• 本文抜粋:
機関室は、2段になっており、上段となる第2甲板の後部左舷側に機関監視室があって、前部には4組の冷凍機とブラインクーラー、3台の甲板機械用油圧ポンプなどが、下段には中央に主機が据え付けられ、主機の右舷側約2メートルの距離に同機の潤滑油2次こし器(以下、潤滑油系統の各機器については「潤滑油」を省略する。)及びスラッジこし器が、その前方に1号発電機がそれぞれ設置されていた。また、出入口が上甲板及び第2甲板の前方にそれぞれあり、上甲板出入口付近から第2甲板へ、及び下段の主機右舷側へと続く階段があって、第2甲板に下りた階段横には木製の靴箱が置かれていた。

主機は、船首側に過給機、右舷側に排気集合管が付属し、排気集合管には防熱材が巻かれたうえで鋼製カバーが施されていたが、排気集合管と過給機とを接続する伸縮管には防熱材が巻かれていたものの鋼製カバーはなく、同伸縮管の約10センチメートル(以下「センチ」という。)上方に冷却水出口集合管の温度センサー取り付け部があった。なお、同伸縮管とスラッジこし器との直線距離は約2.4メートルであった。
主機の潤滑油は、系統内に総量で約8キロリットルを保有し、サンプタンクから直結のポンプで吸引されて約5キログラム毎平方センチメートル(以下「キロ」という。)に加圧され、1次こし器、2次こし器及び冷却器を経て主管に至り、主機各部を潤滑してクランク室に落ち、さらにサンプタンクに落ちて循環するようになっていた。

• 課題:
#1 本文抜粋によると、主機の潤滑油は系統内に総量でどれだけ保有されていたか。
#2 本文抜粋の最後の一文に続けて、その先を書きなさい。

• 資料:
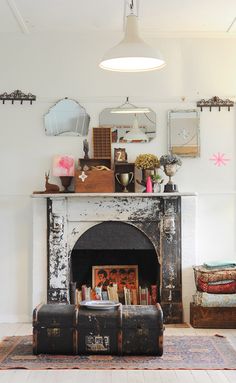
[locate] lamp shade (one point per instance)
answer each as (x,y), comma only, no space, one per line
(132,54)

• 解答例:
#1 約8キロリットル。

#2
2次こし器は、神奈川機器工業株式会社が製造したK8Eストレーナと称する手動逆洗式のこし器で、本体内部に16本のエレメントが固定されており、上部ハンドルを回すと下部の逆洗アームが回転し、同アームと順次接したエレメントに潤滑油が通常とは逆方向に流れ、捕捉していたスラッジが洗い流され、エレメントを逆流した潤滑油はスラッジこし器を経て主機のクランクケース内に戻るようになっていて、逆洗中でも潤滑油の圧力低下はわずかで、主機運転中随意に逆洗することができるものであった。

スラッジこし器は、同社製で、直径約35センチ高さ約40センチの鋼製筒形本体の中に筒形の金網が挿入され、本体上部フランジ上面に直径8.4ミリメートル(以下「ミリ」という。)のOリングをはめ込む幅11ミリ深さ6.9ミリの溝があって、直径約44センチ厚さ8ミリの鋼製カバーを3個の棒付きナットで締め付けるようになっており、潤滑油の入口側に呼び径40ミリの入口弁及び出口側に呼び径50ミリの出口弁として、それぞれ玉型弁が設けられていた。
ところで、スラッジこし器は、本体の金網上端面付近にオーバーフロー穴が設けられており、金網が目詰まりしてもバイパスして出口側に流れる構造で、5キロの潤滑油圧力までの耐圧は考慮されておらず、入口弁及び出口弁ともに常時開けたままとするか、あるいは出口弁のみ常時開けたままとし、入口弁は2次こし器を逆洗するときのみ開ける取扱いとしておれば内部に潤滑油圧力が加わることはないので潤滑油が漏れるおそれはないものの、入口弁が開いた状態で出口弁が閉められると、内部に潤滑油圧力が加わって本体とカバーとの間から潤滑油が漏れるおそれがあった。

A受審人は、第一大慶丸就航時に一等機関士として乗り組み、平成6年5月機関長に昇進して以降機関の運転管理を行っていたもので、機関当直体制を、A受審人を除く機関部職員2人及び機関部員3人の計5人は単独とし、A受審人は機関部員と2人で、それぞれ3時間ごとの輪番制とし、各直ごとに2次こし器を逆洗するよう指示し、自分の当直中は機関部員を指導しながら各作業を行わせていた。また、スラッジこし器については1年ごとの入渠時造船所に開放掃除を依頼していた。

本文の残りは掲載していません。